** Document **
-*-
# Newbie here



## kelli2boys (Jun 21, 2007)

Found this chat forum. I am single mom to two little boys. Looking for two kitties from same litter this coming fall. Just wanted to learn more about kitties/cats.

I had 7 yrs old cat named Mosby, I had to put him down due to neurological problems that could not fix him. It has been over a year ago since we lost Mosby. I felt it was time to get two kitties for my boys to learn how to be responsible! 

Nice meeting y'all.


----------



## Jeanie (Jun 18, 2003)

Hi, Kelli2boys! I'm so sorry to hear you lost Mosby. I'm sure you're excited about the kittens. We all love kittens, and will look forward to hearing more and seeing pictures...when you get your babies!  Welcome to the Cat Forum.


----------



## marie73 (Jul 12, 2006)

Welcome, Kelli!

Two kitties! How exciting! Lucky you and lucky little boys!  

Sorry to hear about Mosby.  

You will get such good information and help here. 

:kittyturn :blackcat


----------



## jessamica8 (Aug 17, 2004)

Welcome!


----------



## DesnBaby (Apr 18, 2004)

Sorry about Mosby  . I can't wait to see kitten pics soon  .


----------



## Leazie (Apr 14, 2007)

Welcome to the forum. How lucky for the kitties that you want to educate yourself before you get them. I am so sorry about Moby.

You could always post pics of your boys while your waiting to get the kitties  .


----------



## kitkat (Sep 22, 2003)

I'm sorry to hear about your bridge kitty but I'm sure you'll love having cats again soon enough. Welcome


----------



## kelli2boys (Jun 21, 2007)
-*-
** Dataset extract **
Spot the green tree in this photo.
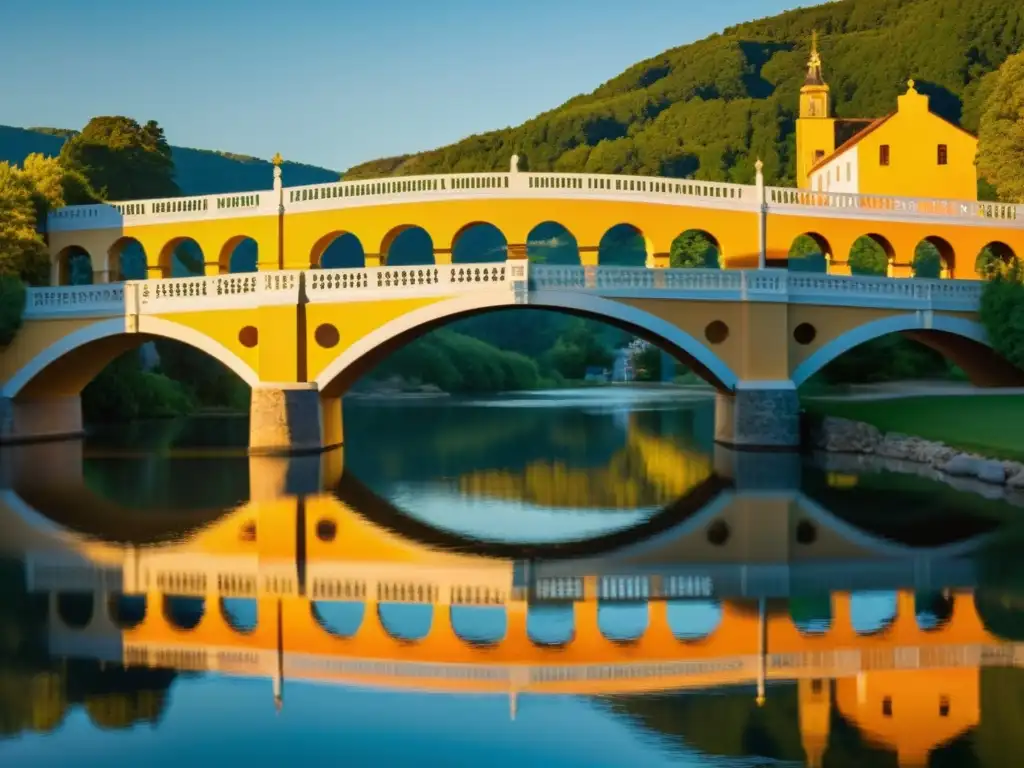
-*-
** Task brief **
Continue the cat forum thread welcoming a new member, picking up after its final line. The listing plays no part in what comes next.

** Task response **
Thanks y'all. Mosby was one great cat, he was grey tabby with little white spots. I have a picture of him somewhere and will post it later on.

My youngest one really wants a brown kitty. I am not sure if there is a kitty just in brown colored? My oldest would want grey one just like our Mosby. I think Mosby was mixed Russian Blue breed with something else. 

I am going to look into cat rescue before going into shelters. I try to avoid shelters but however rescue must have home inspection where I am uncomfortable knowing they can see what I have and steal stuffs from?

what about adoptions like at PetSmart or Petco, are they reliable? I used to have a dog that I adopted from PetSmart, poor girl, she was so so badly abused and was never told her history to me. That is one thing I am hesitant....

need suggestions where I can find sibilings from the same litter. Thanks so much!


----------



## dmcwlvssr (Apr 24, 2005)

Welcome! RIP sweet Mosby I am donna owned proudly by the Incredible Four and my big girl Freesia


----------



## Kaia Cat (Apr 11, 2007)

Welcome to the forum!  Sorry to hear about Mosby.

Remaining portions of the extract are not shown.